## Task to complete
Pick out every line in the material below that contains the word "green", and copy each of those lines in full.

## Records for processing
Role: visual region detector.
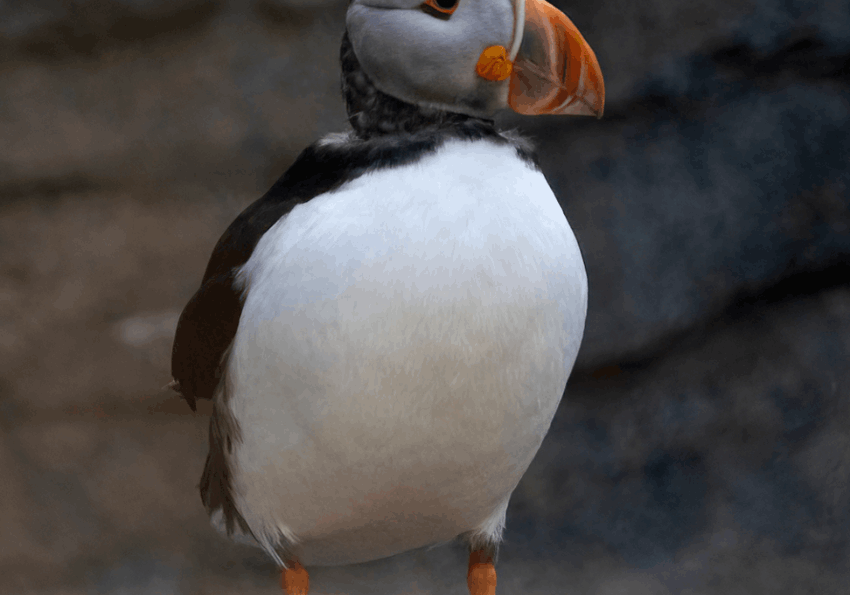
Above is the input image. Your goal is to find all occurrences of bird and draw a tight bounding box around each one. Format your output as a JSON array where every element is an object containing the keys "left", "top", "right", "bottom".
[{"left": 171, "top": 0, "right": 605, "bottom": 595}]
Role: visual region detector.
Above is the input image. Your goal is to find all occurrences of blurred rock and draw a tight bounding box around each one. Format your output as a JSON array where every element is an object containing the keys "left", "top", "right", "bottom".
[
  {"left": 528, "top": 59, "right": 850, "bottom": 367},
  {"left": 508, "top": 287, "right": 850, "bottom": 576}
]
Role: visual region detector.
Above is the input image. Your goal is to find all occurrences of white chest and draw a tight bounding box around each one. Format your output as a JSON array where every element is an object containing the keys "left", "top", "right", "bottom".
[{"left": 222, "top": 137, "right": 587, "bottom": 564}]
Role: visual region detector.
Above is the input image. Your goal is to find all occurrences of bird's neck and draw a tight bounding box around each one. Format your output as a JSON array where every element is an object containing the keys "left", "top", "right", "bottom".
[{"left": 340, "top": 32, "right": 495, "bottom": 140}]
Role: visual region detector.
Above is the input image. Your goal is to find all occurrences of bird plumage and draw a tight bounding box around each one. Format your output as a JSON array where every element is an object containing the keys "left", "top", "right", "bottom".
[{"left": 172, "top": 0, "right": 604, "bottom": 595}]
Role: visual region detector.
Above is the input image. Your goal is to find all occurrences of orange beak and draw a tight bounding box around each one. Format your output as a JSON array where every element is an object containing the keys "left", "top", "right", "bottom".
[{"left": 508, "top": 0, "right": 605, "bottom": 118}]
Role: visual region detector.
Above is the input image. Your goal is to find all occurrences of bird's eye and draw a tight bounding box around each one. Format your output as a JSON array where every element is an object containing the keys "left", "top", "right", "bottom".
[{"left": 422, "top": 0, "right": 460, "bottom": 17}]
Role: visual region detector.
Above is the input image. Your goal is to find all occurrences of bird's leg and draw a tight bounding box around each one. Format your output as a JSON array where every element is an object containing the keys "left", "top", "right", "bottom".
[
  {"left": 466, "top": 549, "right": 496, "bottom": 595},
  {"left": 280, "top": 560, "right": 310, "bottom": 595}
]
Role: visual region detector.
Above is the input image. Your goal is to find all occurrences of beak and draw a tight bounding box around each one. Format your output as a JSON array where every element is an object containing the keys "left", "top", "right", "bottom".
[{"left": 508, "top": 0, "right": 605, "bottom": 118}]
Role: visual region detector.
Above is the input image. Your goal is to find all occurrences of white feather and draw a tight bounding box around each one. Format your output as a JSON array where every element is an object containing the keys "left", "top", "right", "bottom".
[{"left": 222, "top": 141, "right": 587, "bottom": 565}]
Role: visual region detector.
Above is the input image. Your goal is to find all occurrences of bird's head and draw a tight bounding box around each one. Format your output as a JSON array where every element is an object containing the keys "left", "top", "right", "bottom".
[{"left": 346, "top": 0, "right": 605, "bottom": 124}]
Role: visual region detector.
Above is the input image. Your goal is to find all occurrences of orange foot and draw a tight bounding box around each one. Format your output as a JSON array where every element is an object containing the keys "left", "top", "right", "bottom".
[
  {"left": 466, "top": 550, "right": 496, "bottom": 595},
  {"left": 280, "top": 562, "right": 310, "bottom": 595}
]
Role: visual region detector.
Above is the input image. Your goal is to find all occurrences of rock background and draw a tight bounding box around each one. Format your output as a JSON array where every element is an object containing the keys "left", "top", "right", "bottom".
[{"left": 0, "top": 0, "right": 850, "bottom": 595}]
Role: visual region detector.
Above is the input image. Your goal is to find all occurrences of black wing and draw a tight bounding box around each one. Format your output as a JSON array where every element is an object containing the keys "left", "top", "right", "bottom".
[
  {"left": 171, "top": 143, "right": 365, "bottom": 410},
  {"left": 171, "top": 119, "right": 512, "bottom": 410}
]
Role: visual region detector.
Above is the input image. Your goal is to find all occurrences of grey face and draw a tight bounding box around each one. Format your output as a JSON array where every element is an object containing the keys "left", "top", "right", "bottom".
[{"left": 346, "top": 0, "right": 515, "bottom": 116}]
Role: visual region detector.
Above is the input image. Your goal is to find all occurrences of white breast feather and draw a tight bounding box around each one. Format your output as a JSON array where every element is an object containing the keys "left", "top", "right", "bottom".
[{"left": 222, "top": 141, "right": 587, "bottom": 564}]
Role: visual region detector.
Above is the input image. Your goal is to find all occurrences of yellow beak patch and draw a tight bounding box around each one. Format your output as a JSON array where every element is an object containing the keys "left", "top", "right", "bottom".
[{"left": 475, "top": 45, "right": 514, "bottom": 81}]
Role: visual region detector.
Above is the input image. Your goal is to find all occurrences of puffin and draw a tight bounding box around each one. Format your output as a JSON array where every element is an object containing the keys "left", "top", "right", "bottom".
[{"left": 171, "top": 0, "right": 605, "bottom": 595}]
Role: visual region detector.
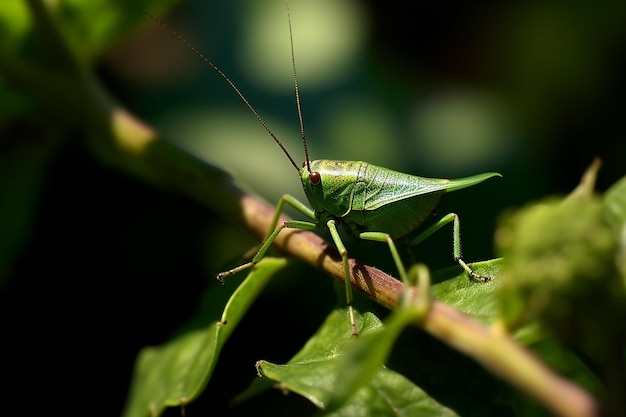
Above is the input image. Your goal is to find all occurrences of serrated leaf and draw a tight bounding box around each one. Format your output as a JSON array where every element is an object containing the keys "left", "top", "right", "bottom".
[
  {"left": 252, "top": 309, "right": 456, "bottom": 417},
  {"left": 123, "top": 258, "right": 287, "bottom": 417}
]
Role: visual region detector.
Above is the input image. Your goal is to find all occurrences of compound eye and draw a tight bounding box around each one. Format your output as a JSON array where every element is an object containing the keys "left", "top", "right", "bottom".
[{"left": 309, "top": 171, "right": 322, "bottom": 185}]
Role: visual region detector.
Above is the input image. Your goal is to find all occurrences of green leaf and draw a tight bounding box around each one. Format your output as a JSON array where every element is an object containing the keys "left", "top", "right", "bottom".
[
  {"left": 253, "top": 309, "right": 455, "bottom": 416},
  {"left": 123, "top": 258, "right": 287, "bottom": 417},
  {"left": 432, "top": 258, "right": 502, "bottom": 323},
  {"left": 604, "top": 173, "right": 626, "bottom": 232}
]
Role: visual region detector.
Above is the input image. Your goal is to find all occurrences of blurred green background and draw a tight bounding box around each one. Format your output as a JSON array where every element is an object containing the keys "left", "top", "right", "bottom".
[{"left": 0, "top": 0, "right": 626, "bottom": 415}]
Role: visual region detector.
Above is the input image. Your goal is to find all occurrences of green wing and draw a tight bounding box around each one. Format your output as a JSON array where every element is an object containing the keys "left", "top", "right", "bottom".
[{"left": 353, "top": 164, "right": 502, "bottom": 210}]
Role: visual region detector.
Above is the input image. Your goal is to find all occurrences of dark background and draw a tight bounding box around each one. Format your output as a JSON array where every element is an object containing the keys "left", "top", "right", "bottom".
[{"left": 0, "top": 0, "right": 626, "bottom": 415}]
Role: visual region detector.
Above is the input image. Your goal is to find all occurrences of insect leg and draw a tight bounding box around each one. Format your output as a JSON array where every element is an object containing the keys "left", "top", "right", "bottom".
[
  {"left": 216, "top": 194, "right": 319, "bottom": 283},
  {"left": 326, "top": 220, "right": 359, "bottom": 336},
  {"left": 410, "top": 213, "right": 491, "bottom": 282},
  {"left": 359, "top": 232, "right": 408, "bottom": 284}
]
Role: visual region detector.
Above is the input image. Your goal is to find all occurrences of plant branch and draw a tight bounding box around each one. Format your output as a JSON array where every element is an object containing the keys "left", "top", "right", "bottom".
[
  {"left": 8, "top": 0, "right": 598, "bottom": 410},
  {"left": 85, "top": 96, "right": 599, "bottom": 417}
]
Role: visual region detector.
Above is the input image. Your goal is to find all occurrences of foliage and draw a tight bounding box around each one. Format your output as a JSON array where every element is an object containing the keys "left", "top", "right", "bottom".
[{"left": 0, "top": 0, "right": 626, "bottom": 416}]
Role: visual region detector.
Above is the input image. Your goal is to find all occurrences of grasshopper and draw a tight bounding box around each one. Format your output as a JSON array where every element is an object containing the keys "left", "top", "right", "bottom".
[{"left": 168, "top": 4, "right": 501, "bottom": 335}]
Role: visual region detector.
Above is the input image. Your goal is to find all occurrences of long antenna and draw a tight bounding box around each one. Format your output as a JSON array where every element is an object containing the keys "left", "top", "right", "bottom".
[
  {"left": 145, "top": 12, "right": 302, "bottom": 172},
  {"left": 285, "top": 0, "right": 311, "bottom": 173}
]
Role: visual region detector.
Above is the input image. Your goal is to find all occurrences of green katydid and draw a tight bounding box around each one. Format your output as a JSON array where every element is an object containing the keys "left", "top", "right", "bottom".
[{"left": 168, "top": 5, "right": 500, "bottom": 335}]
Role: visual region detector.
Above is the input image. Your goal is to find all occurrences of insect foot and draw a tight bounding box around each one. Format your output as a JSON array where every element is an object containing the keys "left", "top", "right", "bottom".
[
  {"left": 456, "top": 258, "right": 492, "bottom": 282},
  {"left": 215, "top": 262, "right": 256, "bottom": 284}
]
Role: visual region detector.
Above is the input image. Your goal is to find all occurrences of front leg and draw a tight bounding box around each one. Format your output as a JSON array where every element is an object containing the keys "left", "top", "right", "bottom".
[
  {"left": 326, "top": 220, "right": 359, "bottom": 336},
  {"left": 216, "top": 194, "right": 319, "bottom": 284}
]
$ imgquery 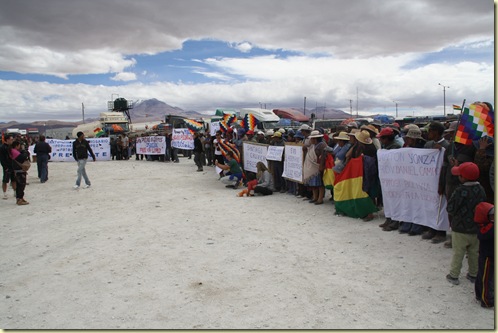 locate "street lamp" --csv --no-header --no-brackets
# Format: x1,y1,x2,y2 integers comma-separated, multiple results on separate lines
393,101,398,118
438,83,449,117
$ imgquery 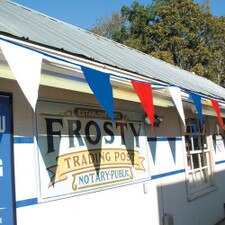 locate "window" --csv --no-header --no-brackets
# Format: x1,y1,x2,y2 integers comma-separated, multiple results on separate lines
185,118,213,200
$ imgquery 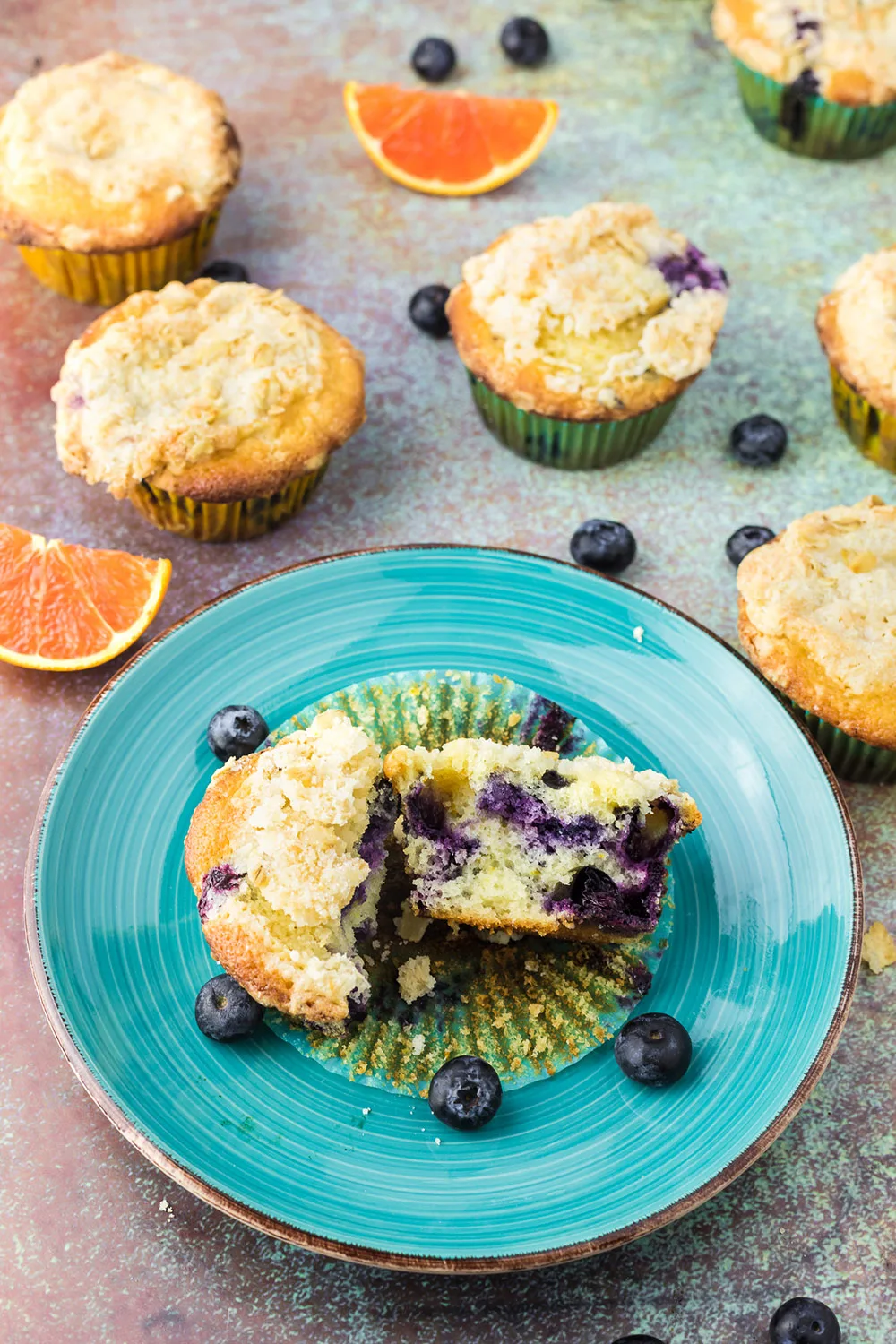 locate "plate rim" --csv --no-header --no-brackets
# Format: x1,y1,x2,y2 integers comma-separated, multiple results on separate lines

## Exercise response
Above is the input image. Your goal is to find all occurrences of green leaf and draw a tight bounding box around each one. Format your output as a JSON array where every element is an object containing the keys "left", "top", "right", "bottom".
Above is the input image. Your goal is to find all occurrences of blurred green background and draw a tight bounding box around each one. Format your output as a JSON array where every element is an object containing the keys "left", "top", "right", "bottom".
Above is the input image. Your goal is to find all occurrences of green wing and draw a tight bounding box around each one. Format your output as a JSON array where every element is an object containing the keys "left", "top", "right", "bottom".
Above is the input image. Your goal is to find all occurrences of green katydid and draw a tight bounding box around each one. Format your output as a JSON array where every element is an object containing the keys "left", "top", "right", "bottom".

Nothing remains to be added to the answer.